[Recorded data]

..........

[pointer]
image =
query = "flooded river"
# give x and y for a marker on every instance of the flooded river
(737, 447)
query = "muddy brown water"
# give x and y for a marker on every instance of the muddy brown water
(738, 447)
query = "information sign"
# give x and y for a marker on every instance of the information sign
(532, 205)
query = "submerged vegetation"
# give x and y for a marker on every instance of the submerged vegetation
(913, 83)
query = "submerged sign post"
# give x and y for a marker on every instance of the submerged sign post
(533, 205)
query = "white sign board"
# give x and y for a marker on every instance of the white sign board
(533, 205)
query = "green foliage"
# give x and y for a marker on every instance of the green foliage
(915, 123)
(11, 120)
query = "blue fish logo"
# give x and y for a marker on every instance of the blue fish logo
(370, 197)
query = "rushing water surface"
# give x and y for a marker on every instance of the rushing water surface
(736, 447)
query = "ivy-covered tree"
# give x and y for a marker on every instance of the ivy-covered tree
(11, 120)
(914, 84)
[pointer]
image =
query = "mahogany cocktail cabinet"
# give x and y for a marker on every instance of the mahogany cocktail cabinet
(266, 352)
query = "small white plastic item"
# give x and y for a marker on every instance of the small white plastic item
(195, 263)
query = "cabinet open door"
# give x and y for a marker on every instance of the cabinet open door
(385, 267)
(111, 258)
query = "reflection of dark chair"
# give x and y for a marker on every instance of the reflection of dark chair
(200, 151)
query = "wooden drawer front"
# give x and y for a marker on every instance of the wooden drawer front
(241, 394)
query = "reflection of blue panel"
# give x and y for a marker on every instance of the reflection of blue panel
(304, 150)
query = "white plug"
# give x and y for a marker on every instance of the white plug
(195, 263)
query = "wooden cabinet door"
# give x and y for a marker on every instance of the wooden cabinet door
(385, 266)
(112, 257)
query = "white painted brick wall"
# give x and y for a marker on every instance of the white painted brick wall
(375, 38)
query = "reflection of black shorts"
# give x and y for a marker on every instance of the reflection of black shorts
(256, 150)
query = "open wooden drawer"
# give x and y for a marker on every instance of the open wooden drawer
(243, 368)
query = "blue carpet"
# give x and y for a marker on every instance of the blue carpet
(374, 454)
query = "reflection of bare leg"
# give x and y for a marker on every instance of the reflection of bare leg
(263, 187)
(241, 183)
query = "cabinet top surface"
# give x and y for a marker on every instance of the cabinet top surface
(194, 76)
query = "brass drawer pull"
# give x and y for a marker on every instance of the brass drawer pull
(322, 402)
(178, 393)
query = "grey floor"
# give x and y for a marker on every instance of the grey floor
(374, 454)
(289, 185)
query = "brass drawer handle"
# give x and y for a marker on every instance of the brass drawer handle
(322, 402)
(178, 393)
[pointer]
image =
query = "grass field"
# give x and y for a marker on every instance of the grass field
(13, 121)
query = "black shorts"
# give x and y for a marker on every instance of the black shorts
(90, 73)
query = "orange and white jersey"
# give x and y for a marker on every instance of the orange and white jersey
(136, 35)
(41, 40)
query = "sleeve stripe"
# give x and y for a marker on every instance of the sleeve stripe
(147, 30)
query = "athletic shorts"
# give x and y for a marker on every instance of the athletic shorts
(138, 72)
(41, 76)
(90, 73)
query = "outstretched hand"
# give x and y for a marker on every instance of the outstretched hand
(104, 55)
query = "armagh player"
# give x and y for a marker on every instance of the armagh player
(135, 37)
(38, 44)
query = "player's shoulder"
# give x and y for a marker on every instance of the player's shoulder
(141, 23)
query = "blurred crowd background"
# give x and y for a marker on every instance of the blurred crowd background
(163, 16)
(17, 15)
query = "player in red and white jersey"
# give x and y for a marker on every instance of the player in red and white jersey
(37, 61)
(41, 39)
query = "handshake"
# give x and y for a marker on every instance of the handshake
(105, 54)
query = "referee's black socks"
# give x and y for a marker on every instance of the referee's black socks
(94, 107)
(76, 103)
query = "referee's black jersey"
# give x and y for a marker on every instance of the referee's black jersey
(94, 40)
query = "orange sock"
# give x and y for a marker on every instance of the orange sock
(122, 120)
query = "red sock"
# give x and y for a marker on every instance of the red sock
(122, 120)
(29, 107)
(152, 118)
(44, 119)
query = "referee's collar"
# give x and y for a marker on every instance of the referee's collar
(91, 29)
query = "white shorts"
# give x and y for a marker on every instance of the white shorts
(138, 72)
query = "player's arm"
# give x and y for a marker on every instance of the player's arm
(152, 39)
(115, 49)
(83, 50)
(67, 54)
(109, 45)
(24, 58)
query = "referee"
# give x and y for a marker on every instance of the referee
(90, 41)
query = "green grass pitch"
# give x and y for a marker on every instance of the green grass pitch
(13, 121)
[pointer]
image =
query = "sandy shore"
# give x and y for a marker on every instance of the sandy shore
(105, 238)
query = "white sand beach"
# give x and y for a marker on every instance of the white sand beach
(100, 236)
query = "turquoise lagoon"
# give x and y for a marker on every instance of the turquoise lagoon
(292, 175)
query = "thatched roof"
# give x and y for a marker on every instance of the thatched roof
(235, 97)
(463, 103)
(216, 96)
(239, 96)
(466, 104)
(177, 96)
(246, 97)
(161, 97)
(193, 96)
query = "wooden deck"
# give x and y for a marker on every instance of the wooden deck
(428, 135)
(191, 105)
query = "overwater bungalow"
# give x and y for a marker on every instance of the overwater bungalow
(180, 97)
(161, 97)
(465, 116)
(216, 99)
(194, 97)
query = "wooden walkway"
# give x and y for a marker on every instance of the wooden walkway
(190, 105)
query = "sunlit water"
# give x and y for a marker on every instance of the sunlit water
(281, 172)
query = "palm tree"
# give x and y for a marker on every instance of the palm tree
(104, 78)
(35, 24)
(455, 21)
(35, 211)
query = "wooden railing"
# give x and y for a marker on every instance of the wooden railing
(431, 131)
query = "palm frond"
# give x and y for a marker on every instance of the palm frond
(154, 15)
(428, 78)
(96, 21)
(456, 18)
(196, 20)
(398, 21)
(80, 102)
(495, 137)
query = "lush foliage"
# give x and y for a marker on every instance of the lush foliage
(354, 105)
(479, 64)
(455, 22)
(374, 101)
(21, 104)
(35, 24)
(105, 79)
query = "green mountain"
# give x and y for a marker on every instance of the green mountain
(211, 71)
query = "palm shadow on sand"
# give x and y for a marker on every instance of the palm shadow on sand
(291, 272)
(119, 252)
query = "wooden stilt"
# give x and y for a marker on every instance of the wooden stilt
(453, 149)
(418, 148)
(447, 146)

..........

◆ What needs to be done
Print out every entry, keeping each one exact.

◆ Solution to this task
[pointer]
image =
query = "flooded river"
# give x and y for a marker on every instance of the flooded river
(737, 447)
query = "muddy brown water"
# give x and y for a marker on every instance of the muddy brown water
(738, 447)
query = "information sign"
# give x and y for a marker on every instance of the information sign
(532, 205)
query = "submerged vegetation"
# give x and y for a marker on every instance of the submerged vegetation
(913, 83)
query = "submerged sign post"
# give x and y for a marker on every instance of the submerged sign post
(533, 205)
query = "white sign board"
# give x and y for a marker on every instance of the white sign board
(533, 205)
query = "green foliage"
# give x and y for a marker on every instance of the green foliage
(915, 123)
(11, 120)
query = "blue fish logo"
# give x and y for a marker on every instance of the blue fish logo
(370, 197)
query = "rushing water surface"
# give x and y for a marker on every instance of the rushing water surface
(736, 447)
query = "ivy-covered tree"
# give x and y for a marker on every instance of the ivy-covered tree
(11, 120)
(914, 84)
[pointer]
image =
query = "mahogany cocktail cabinet"
# give x and y for a marker on every instance of the mahogany cocktail cabinet
(266, 352)
query = "small white plastic item"
# give x and y for a marker on every instance of the small white plastic item
(195, 263)
query = "cabinet open door"
# give x and y for a marker on every instance of the cabinet open door
(385, 267)
(111, 258)
query = "reflection of dark chair"
# give x and y for a marker on every instance of the reflection of dark chair
(200, 151)
query = "wooden drawer front"
# give x and y for a marker on every instance of the wooden drawer front
(241, 394)
query = "reflection of blue panel"
# give x and y for a marker on every instance of the reflection of blue panel
(304, 150)
query = "white plug"
# give x and y for a marker on every instance of the white plug
(195, 263)
query = "wooden cabinet door"
# give x and y for a marker on every instance of the wooden cabinet door
(385, 266)
(112, 257)
query = "white painted brick wall"
# give x and y for a marker on every instance of the white painted brick wall
(375, 38)
query = "reflection of black shorts"
# give x and y for a marker on every instance of the reflection of black shorts
(256, 150)
query = "open wooden drawer"
# give x and y for a marker on every instance of the open wooden drawer
(243, 368)
query = "blue carpet"
# give x and y for a marker on every instance of the blue carpet
(374, 454)
query = "reflection of bare leg"
# give x and y for a marker on every instance of the reflection of bare leg
(263, 187)
(241, 183)
query = "cabinet top surface"
# give x and y for a marker on every instance of the cabinet top surface
(194, 76)
query = "brass drawer pull"
# give x and y for a marker on every instance of the brass drawer pull
(322, 402)
(178, 393)
query = "grey floor"
# give x and y for a marker on every instance of the grey floor
(374, 454)
(289, 185)
query = "brass drawer handle"
# give x and y for a marker on every instance of the brass drawer handle
(322, 402)
(178, 393)
[pointer]
image =
query = "grass field"
# give x and y for a marker on every instance of the grass field
(13, 121)
query = "black shorts"
# give x and y for a marker on every instance of the black shorts
(90, 73)
query = "orange and white jersey"
# give x and y for a marker on every instance of the orange and white jersey
(136, 35)
(41, 40)
query = "sleeve stripe"
# give x and y for a marker on every instance of the sleeve stripe
(147, 30)
query = "athletic shorts"
# give x and y for a marker on every instance of the athletic shorts
(138, 72)
(41, 76)
(90, 73)
query = "outstretched hand"
# give x and y for a marker on every instance of the outstretched hand
(104, 55)
query = "armagh player"
# give x and y for a marker on every instance of the armagh player
(135, 37)
(38, 44)
query = "player's shoulder"
# give x and y for a marker on every instance of the player's shoulder
(141, 23)
query = "blurred crowd background"
# give x and y for a marker on every instance of the blurred crowd background
(163, 16)
(17, 15)
query = "player in red and white jersey"
# give x and y for a marker on every instance of the player in red and white jersey
(37, 61)
(41, 39)
query = "handshake"
# give x and y for a marker on every instance of the handshake
(105, 54)
query = "referee's black socks"
# give x and y for a marker on every instance of the referee's black socks
(94, 107)
(76, 103)
query = "referee's black jersey"
# give x and y for a marker on every instance of the referee's black jersey
(94, 40)
query = "orange sock"
# give x and y for a marker on every instance of the orange sock
(122, 120)
query = "red sock"
# give x and y for a marker on every instance of the red sock
(122, 120)
(29, 107)
(152, 118)
(44, 119)
query = "referee's collar"
# give x and y for a marker on every instance of the referee's collar
(91, 29)
query = "white shorts"
# give x and y for a marker on every instance of the white shorts
(138, 72)
query = "player's arm"
# give x and y for a marker on every instance of the player's arm
(152, 39)
(115, 49)
(83, 50)
(67, 54)
(109, 45)
(24, 58)
query = "referee"
# give x and y for a marker on every instance of the referee
(90, 41)
query = "green grass pitch"
# give x and y for a marker on every instance of the green grass pitch
(13, 121)
[pointer]
image =
query = "sandy shore"
# give x and y for a marker on every instance of the sandy shore
(105, 238)
query = "white sand beach"
# give x and y for a marker on every instance of the white sand beach
(100, 236)
query = "turquoise lagoon"
# give x and y for a marker on every instance of the turquoise lagoon
(292, 175)
query = "thatched roof"
# give x and y for a marker on every instance of the thatched roof
(235, 97)
(463, 103)
(216, 96)
(239, 96)
(466, 104)
(177, 96)
(246, 97)
(161, 97)
(193, 96)
query = "wooden deck"
# give x and y for a marker on every instance of the wooden deck
(428, 135)
(191, 105)
query = "overwater bungalow"
# give x and y for a marker on every instance of the overwater bungalow
(180, 97)
(161, 97)
(465, 116)
(216, 99)
(194, 97)
query = "wooden walkway"
# give x and y for a marker on every instance of the wooden walkway
(190, 105)
query = "sunlit water"
# give x and y for a marker on every instance of the sunlit water
(281, 172)
query = "palm tree"
# give x and y for a marker on every instance of the palm tree
(104, 78)
(35, 24)
(455, 21)
(35, 211)
query = "wooden railing"
# give x and y for a marker on every instance of the wooden railing
(431, 131)
query = "palm frond"
# give x and y for a marker on every instance of the palm frond
(154, 15)
(428, 78)
(96, 21)
(456, 18)
(196, 20)
(398, 21)
(80, 102)
(495, 137)
query = "lush foliage"
# give x and y for a marker on every instance of the lush foliage
(354, 105)
(479, 64)
(455, 22)
(374, 101)
(21, 104)
(35, 24)
(105, 79)
query = "green mountain"
# give x and y for a marker on every instance of the green mountain
(211, 71)
query = "palm shadow on sand"
# give x and y for a marker on every instance of the palm shadow on sand
(291, 272)
(119, 252)
query = "wooden stilt"
# give x and y for a marker on every instance of the wooden stilt
(453, 149)
(418, 148)
(447, 146)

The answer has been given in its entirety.